What the task asks:
Write out, word for word, every line in the data below from the one containing "Please segment every instance of the hillside" to the one containing "Please segment every instance of the tree", both of them included.

The records section start

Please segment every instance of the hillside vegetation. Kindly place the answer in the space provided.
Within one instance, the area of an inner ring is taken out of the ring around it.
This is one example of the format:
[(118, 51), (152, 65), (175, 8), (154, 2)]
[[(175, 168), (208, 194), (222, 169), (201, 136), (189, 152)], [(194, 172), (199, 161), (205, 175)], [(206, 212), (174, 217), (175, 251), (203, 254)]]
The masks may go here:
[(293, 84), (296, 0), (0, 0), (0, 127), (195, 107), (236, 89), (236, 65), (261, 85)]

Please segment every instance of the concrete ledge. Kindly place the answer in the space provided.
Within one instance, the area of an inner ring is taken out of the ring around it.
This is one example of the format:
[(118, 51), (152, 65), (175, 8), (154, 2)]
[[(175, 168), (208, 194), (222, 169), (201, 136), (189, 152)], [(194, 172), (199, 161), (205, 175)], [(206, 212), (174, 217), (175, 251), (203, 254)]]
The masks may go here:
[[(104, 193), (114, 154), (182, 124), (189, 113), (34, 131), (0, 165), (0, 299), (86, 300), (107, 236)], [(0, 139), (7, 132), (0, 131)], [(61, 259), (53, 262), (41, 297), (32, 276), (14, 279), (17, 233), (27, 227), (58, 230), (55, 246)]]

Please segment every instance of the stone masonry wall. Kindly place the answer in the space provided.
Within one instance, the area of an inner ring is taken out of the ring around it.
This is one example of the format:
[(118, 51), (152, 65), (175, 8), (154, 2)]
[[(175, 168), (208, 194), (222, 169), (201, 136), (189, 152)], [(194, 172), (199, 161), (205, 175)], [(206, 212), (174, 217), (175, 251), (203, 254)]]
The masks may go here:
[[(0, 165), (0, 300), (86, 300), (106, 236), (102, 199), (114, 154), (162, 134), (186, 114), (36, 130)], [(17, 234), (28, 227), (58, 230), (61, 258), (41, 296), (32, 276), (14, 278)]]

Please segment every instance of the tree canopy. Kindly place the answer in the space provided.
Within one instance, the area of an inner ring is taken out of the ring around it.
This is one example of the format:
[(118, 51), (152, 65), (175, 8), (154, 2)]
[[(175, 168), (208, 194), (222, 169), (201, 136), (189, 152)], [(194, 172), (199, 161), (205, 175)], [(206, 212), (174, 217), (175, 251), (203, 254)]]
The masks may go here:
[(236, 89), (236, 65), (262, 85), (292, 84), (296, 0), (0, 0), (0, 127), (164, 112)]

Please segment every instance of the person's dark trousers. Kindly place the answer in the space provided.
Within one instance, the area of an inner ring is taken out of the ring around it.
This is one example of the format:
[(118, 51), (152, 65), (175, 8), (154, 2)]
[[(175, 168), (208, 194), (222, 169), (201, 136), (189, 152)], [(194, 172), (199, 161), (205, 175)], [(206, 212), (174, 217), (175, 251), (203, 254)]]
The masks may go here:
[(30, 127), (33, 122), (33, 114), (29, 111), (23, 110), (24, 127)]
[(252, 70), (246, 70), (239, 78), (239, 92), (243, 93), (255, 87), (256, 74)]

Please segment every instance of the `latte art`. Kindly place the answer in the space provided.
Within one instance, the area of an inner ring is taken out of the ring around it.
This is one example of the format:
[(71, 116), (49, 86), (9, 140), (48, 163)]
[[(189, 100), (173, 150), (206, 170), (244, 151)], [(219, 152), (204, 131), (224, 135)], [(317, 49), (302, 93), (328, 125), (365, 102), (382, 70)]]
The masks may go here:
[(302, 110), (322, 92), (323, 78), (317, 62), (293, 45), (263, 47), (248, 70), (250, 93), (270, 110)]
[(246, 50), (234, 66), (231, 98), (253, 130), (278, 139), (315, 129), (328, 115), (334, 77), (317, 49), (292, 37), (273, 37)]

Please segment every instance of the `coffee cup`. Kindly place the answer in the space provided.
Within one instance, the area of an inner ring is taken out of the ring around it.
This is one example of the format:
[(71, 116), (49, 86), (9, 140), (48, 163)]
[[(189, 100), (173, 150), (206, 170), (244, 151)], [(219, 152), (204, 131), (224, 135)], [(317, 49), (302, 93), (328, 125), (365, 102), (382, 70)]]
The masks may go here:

The records section end
The records section start

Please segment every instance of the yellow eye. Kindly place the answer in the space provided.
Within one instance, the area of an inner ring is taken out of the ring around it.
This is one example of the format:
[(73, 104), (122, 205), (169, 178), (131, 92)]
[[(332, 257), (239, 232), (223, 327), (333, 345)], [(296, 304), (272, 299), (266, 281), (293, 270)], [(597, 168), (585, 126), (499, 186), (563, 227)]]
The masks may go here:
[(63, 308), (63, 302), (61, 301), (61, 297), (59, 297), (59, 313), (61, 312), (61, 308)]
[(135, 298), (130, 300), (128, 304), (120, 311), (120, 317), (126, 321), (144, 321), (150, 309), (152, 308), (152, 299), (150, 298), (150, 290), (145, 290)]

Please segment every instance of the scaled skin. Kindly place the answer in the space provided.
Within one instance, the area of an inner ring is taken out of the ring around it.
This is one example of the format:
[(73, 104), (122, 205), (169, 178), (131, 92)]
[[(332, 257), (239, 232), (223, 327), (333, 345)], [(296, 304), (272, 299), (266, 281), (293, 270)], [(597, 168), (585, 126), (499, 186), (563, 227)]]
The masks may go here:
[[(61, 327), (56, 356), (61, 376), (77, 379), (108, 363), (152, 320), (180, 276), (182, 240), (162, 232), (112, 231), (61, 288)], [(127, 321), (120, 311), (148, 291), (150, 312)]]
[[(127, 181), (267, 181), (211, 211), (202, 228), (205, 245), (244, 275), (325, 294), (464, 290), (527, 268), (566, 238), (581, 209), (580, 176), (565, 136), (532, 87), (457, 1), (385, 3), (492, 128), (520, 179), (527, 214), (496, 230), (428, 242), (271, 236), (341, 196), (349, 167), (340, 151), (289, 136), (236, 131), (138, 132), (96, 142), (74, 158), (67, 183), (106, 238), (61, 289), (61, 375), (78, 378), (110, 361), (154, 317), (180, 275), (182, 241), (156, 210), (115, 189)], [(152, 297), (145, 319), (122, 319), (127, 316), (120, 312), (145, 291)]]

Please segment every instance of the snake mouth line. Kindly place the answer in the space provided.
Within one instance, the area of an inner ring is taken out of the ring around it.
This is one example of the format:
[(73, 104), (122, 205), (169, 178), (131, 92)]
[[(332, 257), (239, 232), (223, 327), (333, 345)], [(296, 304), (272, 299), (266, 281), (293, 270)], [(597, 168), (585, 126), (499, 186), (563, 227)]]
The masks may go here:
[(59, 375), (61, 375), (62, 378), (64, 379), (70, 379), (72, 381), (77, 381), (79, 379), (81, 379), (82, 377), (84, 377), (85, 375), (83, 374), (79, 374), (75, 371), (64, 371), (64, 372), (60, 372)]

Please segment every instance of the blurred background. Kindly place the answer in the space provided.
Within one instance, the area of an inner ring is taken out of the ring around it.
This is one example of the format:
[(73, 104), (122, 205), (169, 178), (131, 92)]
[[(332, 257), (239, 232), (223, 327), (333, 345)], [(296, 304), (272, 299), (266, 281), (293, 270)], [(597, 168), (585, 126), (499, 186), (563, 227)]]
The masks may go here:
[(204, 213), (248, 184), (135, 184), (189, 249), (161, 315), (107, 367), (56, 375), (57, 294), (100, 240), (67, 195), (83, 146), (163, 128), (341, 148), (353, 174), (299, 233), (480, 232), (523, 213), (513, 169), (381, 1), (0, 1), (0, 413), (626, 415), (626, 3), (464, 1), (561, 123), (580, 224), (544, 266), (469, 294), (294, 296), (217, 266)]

The records section end
The records section start

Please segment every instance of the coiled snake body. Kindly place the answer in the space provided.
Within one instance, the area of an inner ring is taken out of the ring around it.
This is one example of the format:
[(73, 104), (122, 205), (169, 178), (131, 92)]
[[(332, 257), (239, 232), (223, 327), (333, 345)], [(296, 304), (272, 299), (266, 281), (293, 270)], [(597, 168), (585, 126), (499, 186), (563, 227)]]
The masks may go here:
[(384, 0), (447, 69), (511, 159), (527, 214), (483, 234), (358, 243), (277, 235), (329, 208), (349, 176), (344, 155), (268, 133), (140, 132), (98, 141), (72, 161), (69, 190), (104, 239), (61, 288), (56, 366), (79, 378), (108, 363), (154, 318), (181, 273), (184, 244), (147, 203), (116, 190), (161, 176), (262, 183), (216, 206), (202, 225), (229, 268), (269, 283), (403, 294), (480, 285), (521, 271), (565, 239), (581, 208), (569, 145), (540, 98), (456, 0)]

The records section end

Your response:
Please segment every instance of the hillside vegetation. Kindly place the answer in the space provided.
Within one instance, the area of an inner ring is taken out of the ring around it.
This is one example of the format:
[(118, 51), (152, 65), (175, 8), (154, 2)]
[[(175, 168), (208, 194), (222, 169), (201, 136), (189, 152)], [(194, 172), (199, 161), (205, 175)], [(206, 212), (174, 217), (175, 251), (203, 254)]]
The masks may go here:
[(293, 84), (296, 0), (0, 0), (0, 127), (195, 107), (236, 89), (236, 65), (261, 85)]

Please segment every instance of the concrete ledge. Kindly place the answer in the space provided.
Within one instance, the area of an inner ring is taken out of the ring around it.
This is one example of the format:
[(118, 51), (152, 65), (175, 8), (154, 2)]
[[(175, 168), (208, 194), (222, 169), (201, 136), (189, 152)], [(194, 172), (199, 161), (205, 175)], [(206, 212), (174, 217), (175, 251), (203, 254)]]
The masks may go here:
[[(104, 193), (114, 154), (182, 124), (189, 113), (34, 131), (0, 165), (0, 299), (86, 300), (107, 236)], [(0, 139), (7, 132), (0, 131)], [(61, 259), (53, 262), (41, 297), (32, 276), (14, 279), (17, 233), (27, 227), (58, 230), (55, 246)]]

Please segment every instance of the stone masonry wall. Kindly place the answer in the space provided.
Within one instance, the area of an inner ring is taken out of the ring around it.
This is one example of the format:
[(118, 51), (152, 65), (175, 8), (154, 2)]
[[(175, 168), (208, 194), (222, 169), (201, 136), (189, 152)], [(194, 172), (199, 161), (205, 175)], [(206, 212), (174, 217), (175, 251), (203, 254)]]
The masks may go here:
[[(0, 165), (0, 300), (86, 300), (106, 236), (102, 199), (114, 154), (162, 134), (186, 114), (36, 130)], [(17, 234), (28, 227), (58, 230), (61, 258), (41, 296), (32, 276), (14, 278)]]

Please segment every instance of the tree canopy. Kindly place the answer in the space provided.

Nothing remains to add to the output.